== Extracted material

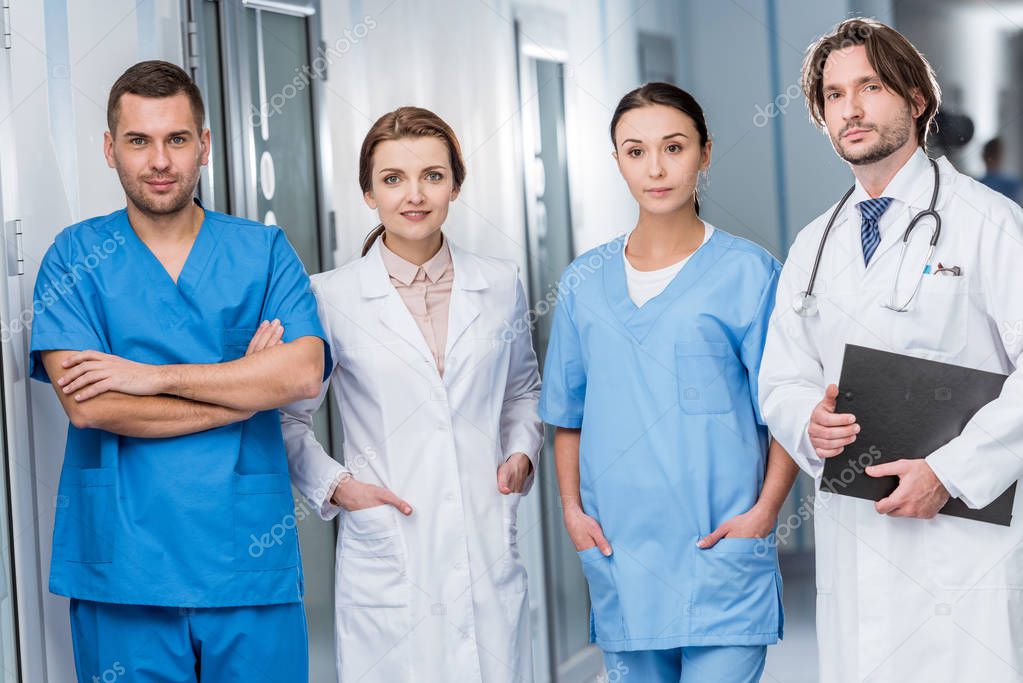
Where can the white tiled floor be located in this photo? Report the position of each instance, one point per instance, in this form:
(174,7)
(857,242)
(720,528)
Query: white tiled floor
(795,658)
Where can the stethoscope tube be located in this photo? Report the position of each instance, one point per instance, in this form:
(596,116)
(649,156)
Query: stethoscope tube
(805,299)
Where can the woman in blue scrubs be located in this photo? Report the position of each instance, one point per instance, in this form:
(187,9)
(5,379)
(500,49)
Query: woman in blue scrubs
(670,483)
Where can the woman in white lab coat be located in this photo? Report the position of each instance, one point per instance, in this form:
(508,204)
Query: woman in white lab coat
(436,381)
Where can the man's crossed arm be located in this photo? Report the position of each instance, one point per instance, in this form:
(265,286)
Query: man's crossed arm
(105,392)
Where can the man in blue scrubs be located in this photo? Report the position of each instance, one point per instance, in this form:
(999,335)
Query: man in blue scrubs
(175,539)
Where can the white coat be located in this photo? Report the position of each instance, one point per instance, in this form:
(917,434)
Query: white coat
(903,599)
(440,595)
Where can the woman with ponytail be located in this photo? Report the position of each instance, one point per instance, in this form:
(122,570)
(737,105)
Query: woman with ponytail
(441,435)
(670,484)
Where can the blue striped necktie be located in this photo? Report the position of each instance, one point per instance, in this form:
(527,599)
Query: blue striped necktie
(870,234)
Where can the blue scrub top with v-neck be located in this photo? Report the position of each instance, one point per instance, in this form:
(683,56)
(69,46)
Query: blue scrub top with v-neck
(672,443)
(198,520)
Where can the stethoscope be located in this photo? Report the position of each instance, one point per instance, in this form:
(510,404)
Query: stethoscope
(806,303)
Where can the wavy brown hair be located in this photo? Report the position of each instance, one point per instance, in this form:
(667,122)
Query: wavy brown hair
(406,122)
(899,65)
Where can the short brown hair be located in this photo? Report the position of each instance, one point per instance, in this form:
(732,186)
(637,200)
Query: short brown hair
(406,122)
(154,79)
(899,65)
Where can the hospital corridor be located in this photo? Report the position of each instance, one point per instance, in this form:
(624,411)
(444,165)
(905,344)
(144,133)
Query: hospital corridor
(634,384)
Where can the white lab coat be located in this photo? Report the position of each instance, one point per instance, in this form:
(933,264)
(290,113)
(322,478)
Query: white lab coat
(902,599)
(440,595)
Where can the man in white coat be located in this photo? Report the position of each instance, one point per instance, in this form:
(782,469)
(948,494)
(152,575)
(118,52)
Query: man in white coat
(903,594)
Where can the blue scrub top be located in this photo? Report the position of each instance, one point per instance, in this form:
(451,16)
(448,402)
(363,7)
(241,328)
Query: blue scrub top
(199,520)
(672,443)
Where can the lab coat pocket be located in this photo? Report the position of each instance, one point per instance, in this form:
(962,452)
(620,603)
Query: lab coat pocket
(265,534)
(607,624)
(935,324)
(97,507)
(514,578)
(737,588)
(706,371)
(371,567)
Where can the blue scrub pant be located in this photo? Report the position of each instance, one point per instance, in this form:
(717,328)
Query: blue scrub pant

====

**The problem**
Tally the lines of the data that include the word "pant". Reply with the number only.

**Solution**
2